* **DATASET CONTENT**
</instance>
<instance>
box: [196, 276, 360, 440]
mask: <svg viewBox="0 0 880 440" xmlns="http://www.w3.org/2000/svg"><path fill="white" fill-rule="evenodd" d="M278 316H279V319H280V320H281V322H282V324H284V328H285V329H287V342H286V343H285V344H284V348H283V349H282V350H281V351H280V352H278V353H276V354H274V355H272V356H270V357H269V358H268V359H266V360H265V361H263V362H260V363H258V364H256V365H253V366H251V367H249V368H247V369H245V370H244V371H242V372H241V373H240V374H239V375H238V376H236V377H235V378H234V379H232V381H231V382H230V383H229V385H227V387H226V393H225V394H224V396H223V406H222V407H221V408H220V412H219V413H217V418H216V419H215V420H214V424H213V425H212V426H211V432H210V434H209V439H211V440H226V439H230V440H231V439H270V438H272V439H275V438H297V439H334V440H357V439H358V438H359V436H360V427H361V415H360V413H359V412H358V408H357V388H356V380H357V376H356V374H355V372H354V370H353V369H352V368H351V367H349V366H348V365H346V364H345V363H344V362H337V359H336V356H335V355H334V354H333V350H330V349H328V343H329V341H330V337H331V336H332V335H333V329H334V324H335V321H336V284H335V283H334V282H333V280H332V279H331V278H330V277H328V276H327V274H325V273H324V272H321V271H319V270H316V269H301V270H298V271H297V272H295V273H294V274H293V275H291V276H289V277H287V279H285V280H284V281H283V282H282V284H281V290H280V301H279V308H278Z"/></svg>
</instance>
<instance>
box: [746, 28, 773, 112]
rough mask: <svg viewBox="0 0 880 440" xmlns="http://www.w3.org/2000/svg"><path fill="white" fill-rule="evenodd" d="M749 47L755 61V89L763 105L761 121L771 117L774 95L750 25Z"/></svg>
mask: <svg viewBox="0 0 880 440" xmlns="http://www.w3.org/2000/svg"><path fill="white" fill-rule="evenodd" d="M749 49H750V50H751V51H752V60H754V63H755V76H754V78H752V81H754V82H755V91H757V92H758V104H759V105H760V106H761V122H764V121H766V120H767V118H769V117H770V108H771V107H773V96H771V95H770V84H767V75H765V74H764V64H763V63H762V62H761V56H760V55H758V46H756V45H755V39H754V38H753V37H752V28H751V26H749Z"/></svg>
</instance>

* **WHAT YOU NEED TO DO**
In this exercise, repeat all entries exactly.

* **TASK RESULT**
</instance>
<instance>
box: [196, 276, 360, 440]
mask: <svg viewBox="0 0 880 440" xmlns="http://www.w3.org/2000/svg"><path fill="white" fill-rule="evenodd" d="M278 316H279V319H280V320H281V322H282V324H284V328H285V329H287V342H286V343H285V344H284V348H283V349H282V350H281V351H280V352H278V353H276V354H274V355H272V356H270V357H269V358H268V359H266V360H265V361H263V362H260V363H258V364H256V365H253V366H251V367H249V368H247V369H245V370H244V371H242V372H241V373H240V374H239V375H238V376H236V377H235V378H234V379H232V381H231V382H230V383H229V385H227V387H226V393H225V394H224V396H223V406H222V407H221V408H220V412H219V413H217V418H216V419H215V420H214V424H213V425H212V426H211V432H210V434H209V439H211V440H226V439H230V440H231V439H270V438H272V439H275V438H297V439H334V440H357V439H358V438H359V436H360V427H361V415H360V413H359V412H358V408H357V388H356V380H357V376H356V374H355V372H354V370H353V369H352V368H351V367H349V366H348V365H346V364H345V363H344V362H337V359H336V356H335V355H334V354H333V350H330V349H328V343H329V341H330V337H331V336H332V335H333V329H334V324H335V321H336V284H335V283H334V282H333V280H332V279H331V278H330V277H328V276H327V274H325V273H324V272H321V271H319V270H316V269H301V270H298V271H297V272H295V273H294V274H293V275H291V276H289V277H287V279H285V280H284V281H283V282H282V284H281V290H280V301H279V308H278Z"/></svg>
</instance>
<instance>
box: [746, 28, 773, 112]
rough mask: <svg viewBox="0 0 880 440" xmlns="http://www.w3.org/2000/svg"><path fill="white" fill-rule="evenodd" d="M749 47L755 61V89L763 105L761 121L771 117L774 95L750 25Z"/></svg>
mask: <svg viewBox="0 0 880 440" xmlns="http://www.w3.org/2000/svg"><path fill="white" fill-rule="evenodd" d="M749 49H750V50H751V51H752V60H754V63H755V76H754V78H752V81H754V82H755V91H757V92H758V104H759V105H760V106H761V122H764V121H766V120H767V118H769V117H770V108H771V107H773V96H771V95H770V84H767V75H765V74H764V64H763V63H762V62H761V56H760V55H758V46H756V45H755V39H754V38H753V37H752V28H751V26H749Z"/></svg>
</instance>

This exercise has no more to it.